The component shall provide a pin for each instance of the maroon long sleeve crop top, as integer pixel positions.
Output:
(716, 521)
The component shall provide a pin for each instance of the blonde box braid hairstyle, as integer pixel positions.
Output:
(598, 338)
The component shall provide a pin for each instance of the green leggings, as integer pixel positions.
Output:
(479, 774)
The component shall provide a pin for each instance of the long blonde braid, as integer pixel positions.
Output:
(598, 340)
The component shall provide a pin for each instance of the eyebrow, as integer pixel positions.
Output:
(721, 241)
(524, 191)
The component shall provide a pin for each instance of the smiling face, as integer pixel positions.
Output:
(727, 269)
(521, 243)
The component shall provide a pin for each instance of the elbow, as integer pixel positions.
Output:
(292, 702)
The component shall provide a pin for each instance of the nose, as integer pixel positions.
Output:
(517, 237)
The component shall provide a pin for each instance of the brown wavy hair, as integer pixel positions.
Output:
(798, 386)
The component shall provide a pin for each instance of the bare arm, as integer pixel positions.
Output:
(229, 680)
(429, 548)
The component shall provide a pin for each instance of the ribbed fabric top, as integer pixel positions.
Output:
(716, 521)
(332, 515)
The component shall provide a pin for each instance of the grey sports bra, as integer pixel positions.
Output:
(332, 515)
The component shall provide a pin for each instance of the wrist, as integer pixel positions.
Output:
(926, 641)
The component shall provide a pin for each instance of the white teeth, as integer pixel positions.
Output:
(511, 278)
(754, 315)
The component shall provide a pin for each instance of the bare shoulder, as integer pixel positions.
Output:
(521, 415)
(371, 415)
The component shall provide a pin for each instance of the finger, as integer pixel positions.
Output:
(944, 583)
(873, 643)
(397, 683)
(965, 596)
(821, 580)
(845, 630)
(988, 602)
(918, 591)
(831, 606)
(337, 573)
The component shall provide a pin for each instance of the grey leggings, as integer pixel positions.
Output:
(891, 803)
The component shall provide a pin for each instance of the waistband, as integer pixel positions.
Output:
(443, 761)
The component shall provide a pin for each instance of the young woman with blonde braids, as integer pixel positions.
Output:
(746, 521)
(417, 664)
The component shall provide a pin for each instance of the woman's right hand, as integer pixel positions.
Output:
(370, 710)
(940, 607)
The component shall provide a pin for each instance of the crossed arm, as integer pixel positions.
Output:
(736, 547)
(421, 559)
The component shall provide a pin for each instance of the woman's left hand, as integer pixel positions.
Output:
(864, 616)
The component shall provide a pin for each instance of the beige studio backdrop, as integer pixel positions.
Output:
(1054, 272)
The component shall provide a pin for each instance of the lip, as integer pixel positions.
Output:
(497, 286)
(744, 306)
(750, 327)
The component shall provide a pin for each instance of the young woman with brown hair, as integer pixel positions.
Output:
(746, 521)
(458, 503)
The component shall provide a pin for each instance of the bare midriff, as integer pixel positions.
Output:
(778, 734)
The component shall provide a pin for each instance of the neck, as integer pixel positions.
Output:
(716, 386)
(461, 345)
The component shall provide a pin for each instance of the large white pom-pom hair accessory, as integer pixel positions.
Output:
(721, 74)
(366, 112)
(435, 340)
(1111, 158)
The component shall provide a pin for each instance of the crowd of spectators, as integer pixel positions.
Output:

Activity: Repeat back all of the material, character for character.

Solution for this exercise:
The component shall provide a pin for each instance of the maroon long sleeve crop top, as integer pixel positions.
Output:
(716, 521)
The component shall provide a pin for each instance of the blonde box braid hairstyle, as integer pixel positions.
Output:
(598, 338)
The component shall provide a pin for each instance of the green leggings, as integer pixel positions.
Output:
(479, 774)
The component shall provide a pin for each instance of the long blonde braid, as integer pixel positions.
Output:
(598, 340)
The component shall provide a pin for each instance of the eyebrow, as integer pixel positions.
Output:
(721, 241)
(524, 191)
The component shall provide a pin for each instance of the smiling face, as integer pixel positions.
Output:
(727, 269)
(521, 243)
The component shall provide a pin for each instance of the elbow, as integer pixel positions.
Output:
(292, 702)
The component shall provide a pin for each instance of the nose, as integer pixel positions.
Output:
(517, 237)
The component shall provide a pin for each instance of the brown wavy hair, as integer pixel positions.
Output:
(798, 386)
The component shall provide a pin for each instance of the bare arm, as integer pixel positions.
Output:
(229, 680)
(429, 548)
The component shall provide a pin for each instance of the ribbed fabric top, as integer pixel positions.
Output:
(716, 521)
(332, 515)
The component shall provide a pin for each instance of the grey sports bra, as integer pixel positions.
Output:
(332, 515)
The component shall provide a pin for each instance of the wrist, as integer pixel positions.
Output:
(926, 641)
The component shall provide a pin for each instance of the white teeth, as integer pixel positions.
Output:
(511, 278)
(754, 315)
The component shall provide a pin for each instance of the bare shoulder, as integer pixel positions.
Output:
(521, 415)
(371, 415)
The component shall provide a pin for each instance of the finger, as integer pixel positions.
Output:
(944, 583)
(873, 643)
(397, 683)
(965, 596)
(821, 580)
(845, 630)
(988, 602)
(918, 591)
(831, 606)
(337, 573)
The component shall provide a pin for each instance of the grey leggings, as integer pixel positions.
Output:
(891, 803)
The component shall provide a pin for each instance of the waistband, as integer pixel positions.
Output:
(443, 761)
The component shall provide a pin for each instance of the young woman with blonde braids, as integer pixel positions.
Output:
(746, 521)
(417, 664)
The component shall provide a pin for each instance of the woman's right hand, as integer pixel positions.
Output:
(370, 710)
(940, 607)
The component shall provide a pin for each instance of the crossed arm, as integer pixel positions.
Output:
(736, 547)
(421, 559)
The component shall provide a pin for each instance of the woman's left hand, as integer pixel positions.
Output:
(864, 616)
The component shall provide a pin for each instance of the beige studio backdrop, as integer pixel positions.
Output:
(1054, 272)
The component shall provide a pin for each instance of the lip, as integer pixel positions.
Output:
(497, 286)
(744, 306)
(750, 327)
The component shall provide a pin for each instance of the young woman with brown hair, as integer pixel positions.
Output:
(746, 521)
(458, 503)
The component shall provide a pin for each instance of the bare midriff, as integer pixel positions.
Output:
(778, 734)
The component shall provide a pin for each instance of the neck, as integer pixel positions.
Output:
(716, 386)
(461, 345)
The component shall provide a pin for each instance of the large white pom-pom hair accessory, as integer pixel positions.
Output:
(721, 74)
(366, 112)
(435, 340)
(1111, 158)
The component shall provide a pin for each instance of the crowd of spectators, as integer pixel positions.
Output:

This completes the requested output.